*Problems to solve*.
(1) Answer these questions from the Pensacola lighthouse column below, one line each:
(a) In what year was the lighthouse built?
(b) How many stairs lead to the viewer's deck?
(c) Up to how many miles along the Gulf Coast does the view from the lighthouse reach?
(2) Duplicate a passage of the Pensacola lighthouse column below, beginning at the words "Beyond Destin: Pensacola" and stopping after "me Beyond Destin.".
** START OF Quoted text **
Beyond Destin: Pensacola Lighthouse and Museum
Destin has a lot to offer, and although its beaches are world-famous and its seafood delicious, there are hundreds of hidden treasures in the surrounding area of Northwest Florida that yield for fun adventures, day trips and weekend getaways. This column which will be featured on Wednesdays, will follow the wanderings of reporter, Savannah Vasquez, and explore the many opportunities in Destin’s surrounding area. I invite you to explore with me Beyond Destin.
Pensacola has a great wealth of historical sites, and as a port city offers one of the oldest area relics with its lighthouse. Built in 1859, the lighthouse offers centuries of history, and even several ghost stories.
A restored two-family keepers house sits at the base of the lighthouse with a museum inside depicting life at the lighthouse as well as offering exhibits on the first European settlement in Pensacola and the early Pensacola villages. On the grounds surrounding the lighthouse, several hands-on stations are set up to display the daily skills needed for lighthouse keepers such as knot-tying and the use of different pulley systems.
Of course no lighthouse tour would be complete without a hike to the top of the tower, but be aware, the journey is steep and slightly taxing on the muscles as 177 spiral cast-iron stairs lead the way to the viewer’s deck. However, if you can make the climb, the view is worth it as the lighthouse stands 191 feet above sea-level and offers a view up to 27 miles along the Gulf Coast.
The day Cristian and I visited the lighthouse, the weather was a bit rainy and winds were blowing strong and steady. The climb to the top of the tower was a bit precarious as we were told the rail along the wall was first priority for those descending, so on the ascent we were asked to use the stairs as our handholds. The lattice cast-iron stairs allowed us to look down the long brick tower as we climbed, although I wouldn’t recommend this for someone with a fear of heights.
As we slowly climbed the tower we passed several windows overlooking the yard or ocean below. About halfway up, we came across a small corridor and followed it into a storage room which held a bench and a single TV that displayed a ghost video produced by the Travel Channel and SciFi's Ghost Hunters. We discovered that the lighthouse offers ghost hunt tours for those interested by reservation at different times throughout the year.
** END OF Quoted text **
** START OF Dataset excerpts **
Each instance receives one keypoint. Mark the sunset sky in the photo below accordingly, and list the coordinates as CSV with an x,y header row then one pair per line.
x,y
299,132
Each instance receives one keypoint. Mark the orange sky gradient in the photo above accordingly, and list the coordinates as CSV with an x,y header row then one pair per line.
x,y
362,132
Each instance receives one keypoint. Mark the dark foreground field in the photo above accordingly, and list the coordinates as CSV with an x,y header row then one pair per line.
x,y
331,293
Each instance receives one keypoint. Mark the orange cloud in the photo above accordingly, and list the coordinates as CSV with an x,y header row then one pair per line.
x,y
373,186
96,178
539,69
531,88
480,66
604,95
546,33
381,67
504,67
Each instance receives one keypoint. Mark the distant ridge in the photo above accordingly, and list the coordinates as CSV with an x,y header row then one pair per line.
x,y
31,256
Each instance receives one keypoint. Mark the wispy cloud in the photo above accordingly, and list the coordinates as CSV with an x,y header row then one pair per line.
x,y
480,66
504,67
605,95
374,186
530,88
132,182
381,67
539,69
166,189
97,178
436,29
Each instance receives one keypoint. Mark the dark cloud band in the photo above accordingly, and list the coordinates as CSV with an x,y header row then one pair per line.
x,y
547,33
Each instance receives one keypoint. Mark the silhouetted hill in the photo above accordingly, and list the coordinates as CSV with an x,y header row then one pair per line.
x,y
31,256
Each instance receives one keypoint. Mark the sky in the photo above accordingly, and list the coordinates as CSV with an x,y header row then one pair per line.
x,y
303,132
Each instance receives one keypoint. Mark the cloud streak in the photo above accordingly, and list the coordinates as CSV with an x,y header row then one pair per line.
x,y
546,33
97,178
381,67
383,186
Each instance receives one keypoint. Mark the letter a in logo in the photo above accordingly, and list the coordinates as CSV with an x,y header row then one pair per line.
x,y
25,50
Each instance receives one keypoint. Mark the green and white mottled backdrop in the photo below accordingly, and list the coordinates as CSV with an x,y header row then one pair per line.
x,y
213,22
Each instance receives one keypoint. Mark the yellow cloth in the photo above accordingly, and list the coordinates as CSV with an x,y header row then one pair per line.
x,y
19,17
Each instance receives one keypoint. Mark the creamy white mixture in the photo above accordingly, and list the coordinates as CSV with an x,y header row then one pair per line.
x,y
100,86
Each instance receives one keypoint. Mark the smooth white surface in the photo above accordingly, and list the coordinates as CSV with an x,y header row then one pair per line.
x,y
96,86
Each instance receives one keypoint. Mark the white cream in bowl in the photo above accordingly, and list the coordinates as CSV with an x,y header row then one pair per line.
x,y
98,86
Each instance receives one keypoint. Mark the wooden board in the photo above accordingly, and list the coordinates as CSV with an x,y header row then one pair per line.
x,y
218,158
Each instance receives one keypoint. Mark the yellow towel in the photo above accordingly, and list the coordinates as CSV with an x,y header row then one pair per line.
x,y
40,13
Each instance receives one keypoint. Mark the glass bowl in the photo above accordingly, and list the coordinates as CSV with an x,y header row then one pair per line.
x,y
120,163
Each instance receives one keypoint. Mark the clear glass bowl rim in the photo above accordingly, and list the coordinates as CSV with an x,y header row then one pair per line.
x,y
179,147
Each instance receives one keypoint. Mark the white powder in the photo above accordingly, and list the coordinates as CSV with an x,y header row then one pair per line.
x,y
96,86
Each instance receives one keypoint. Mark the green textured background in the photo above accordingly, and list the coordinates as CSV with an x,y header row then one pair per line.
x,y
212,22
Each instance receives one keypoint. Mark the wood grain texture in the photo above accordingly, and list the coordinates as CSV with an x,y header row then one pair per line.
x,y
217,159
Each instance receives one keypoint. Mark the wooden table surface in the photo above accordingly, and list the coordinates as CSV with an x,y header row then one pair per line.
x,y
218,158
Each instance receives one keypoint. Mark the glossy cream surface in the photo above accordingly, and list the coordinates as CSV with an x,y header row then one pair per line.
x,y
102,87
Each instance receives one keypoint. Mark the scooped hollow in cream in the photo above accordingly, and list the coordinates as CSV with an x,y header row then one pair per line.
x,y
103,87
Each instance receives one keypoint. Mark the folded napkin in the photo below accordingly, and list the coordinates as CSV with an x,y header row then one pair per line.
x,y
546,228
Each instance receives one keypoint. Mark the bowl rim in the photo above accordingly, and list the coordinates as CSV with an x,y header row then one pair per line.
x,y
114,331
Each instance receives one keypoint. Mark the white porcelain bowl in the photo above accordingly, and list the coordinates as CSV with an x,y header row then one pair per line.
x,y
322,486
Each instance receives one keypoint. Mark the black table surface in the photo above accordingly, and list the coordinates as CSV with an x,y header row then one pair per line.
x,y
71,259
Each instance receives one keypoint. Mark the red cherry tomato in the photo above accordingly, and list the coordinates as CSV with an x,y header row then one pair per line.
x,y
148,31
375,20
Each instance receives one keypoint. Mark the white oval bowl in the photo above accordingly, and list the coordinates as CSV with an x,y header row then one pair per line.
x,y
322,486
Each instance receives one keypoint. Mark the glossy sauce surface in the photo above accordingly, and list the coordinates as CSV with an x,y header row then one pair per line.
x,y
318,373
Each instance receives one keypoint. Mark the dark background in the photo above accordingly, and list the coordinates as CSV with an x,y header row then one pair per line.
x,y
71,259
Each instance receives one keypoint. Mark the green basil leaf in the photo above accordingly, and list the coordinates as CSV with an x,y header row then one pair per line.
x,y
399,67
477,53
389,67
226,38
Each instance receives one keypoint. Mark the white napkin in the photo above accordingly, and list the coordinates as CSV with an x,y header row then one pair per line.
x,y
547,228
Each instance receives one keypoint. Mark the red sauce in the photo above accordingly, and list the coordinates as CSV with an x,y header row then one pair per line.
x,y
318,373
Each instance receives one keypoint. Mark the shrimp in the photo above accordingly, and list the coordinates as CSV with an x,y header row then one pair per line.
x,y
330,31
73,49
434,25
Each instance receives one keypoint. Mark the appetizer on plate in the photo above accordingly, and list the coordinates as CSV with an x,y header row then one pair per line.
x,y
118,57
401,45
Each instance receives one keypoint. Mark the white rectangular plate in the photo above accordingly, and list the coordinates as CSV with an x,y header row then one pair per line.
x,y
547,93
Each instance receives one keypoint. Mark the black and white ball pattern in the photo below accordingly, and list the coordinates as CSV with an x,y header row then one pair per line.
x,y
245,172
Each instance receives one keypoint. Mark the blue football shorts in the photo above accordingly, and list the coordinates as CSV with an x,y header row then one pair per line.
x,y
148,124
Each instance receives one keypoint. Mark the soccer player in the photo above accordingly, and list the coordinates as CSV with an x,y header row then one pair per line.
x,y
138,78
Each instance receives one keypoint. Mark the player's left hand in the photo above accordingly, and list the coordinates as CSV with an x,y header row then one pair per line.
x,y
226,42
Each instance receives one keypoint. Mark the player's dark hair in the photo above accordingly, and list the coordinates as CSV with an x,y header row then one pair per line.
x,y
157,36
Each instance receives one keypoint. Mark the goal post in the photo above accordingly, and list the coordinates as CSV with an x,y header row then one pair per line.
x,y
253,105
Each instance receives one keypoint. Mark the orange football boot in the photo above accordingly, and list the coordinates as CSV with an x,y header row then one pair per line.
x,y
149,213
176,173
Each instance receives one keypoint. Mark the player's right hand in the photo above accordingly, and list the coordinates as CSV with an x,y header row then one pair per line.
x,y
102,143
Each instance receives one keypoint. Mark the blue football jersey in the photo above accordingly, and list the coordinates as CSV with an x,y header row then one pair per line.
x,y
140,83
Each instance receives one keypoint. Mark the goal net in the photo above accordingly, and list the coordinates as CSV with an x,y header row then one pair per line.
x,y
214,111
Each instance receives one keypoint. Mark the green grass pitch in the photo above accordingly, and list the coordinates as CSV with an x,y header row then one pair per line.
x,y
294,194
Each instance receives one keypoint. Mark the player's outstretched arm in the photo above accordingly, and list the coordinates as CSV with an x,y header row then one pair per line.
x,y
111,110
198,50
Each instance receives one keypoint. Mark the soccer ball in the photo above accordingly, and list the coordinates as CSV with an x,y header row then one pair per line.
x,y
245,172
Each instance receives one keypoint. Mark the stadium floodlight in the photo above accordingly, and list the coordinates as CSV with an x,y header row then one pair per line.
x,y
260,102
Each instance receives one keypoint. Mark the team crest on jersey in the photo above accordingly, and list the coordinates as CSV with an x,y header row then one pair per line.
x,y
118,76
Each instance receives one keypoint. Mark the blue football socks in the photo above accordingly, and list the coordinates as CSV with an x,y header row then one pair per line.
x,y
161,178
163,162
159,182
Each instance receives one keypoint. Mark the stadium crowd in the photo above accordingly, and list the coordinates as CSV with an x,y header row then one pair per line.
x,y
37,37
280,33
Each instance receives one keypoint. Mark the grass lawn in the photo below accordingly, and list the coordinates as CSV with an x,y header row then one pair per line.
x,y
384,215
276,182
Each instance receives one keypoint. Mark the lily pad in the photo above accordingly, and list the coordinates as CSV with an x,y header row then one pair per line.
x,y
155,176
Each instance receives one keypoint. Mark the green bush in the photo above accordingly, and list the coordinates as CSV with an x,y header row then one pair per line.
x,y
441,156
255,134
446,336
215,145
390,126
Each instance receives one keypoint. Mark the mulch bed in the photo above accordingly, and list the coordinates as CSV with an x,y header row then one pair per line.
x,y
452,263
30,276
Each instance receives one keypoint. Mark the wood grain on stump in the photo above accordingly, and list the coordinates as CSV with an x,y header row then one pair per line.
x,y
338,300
** END OF Dataset excerpts **
*Results for the exercise*.
(1)
(a) 1859
(b) 177
(c) 27 miles

(2)
Beyond Destin: Pensacola Lighthouse and Museum
Destin has a lot to offer, and although its beaches are world-famous and its seafood delicious, there are hundreds of hidden treasures in the surrounding area of Northwest Florida that yield for fun adventures, day trips and weekend getaways. This column which will be featured on Wednesdays, will follow the wanderings of reporter, Savannah Vasquez, and explore the many opportunities in Destin’s surrounding area. I invite you to explore with me Beyond Destin.